* Assignment: Each record is to be repeated exactly as it stands below.

* Data listing:
________________________________________

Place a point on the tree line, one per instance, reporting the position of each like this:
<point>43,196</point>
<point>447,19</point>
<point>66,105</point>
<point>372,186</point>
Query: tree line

________________________________________

* Answer section:
Place a point on the tree line, one per instance, reporting the position of each like this:
<point>43,196</point>
<point>447,19</point>
<point>66,105</point>
<point>372,186</point>
Query: tree line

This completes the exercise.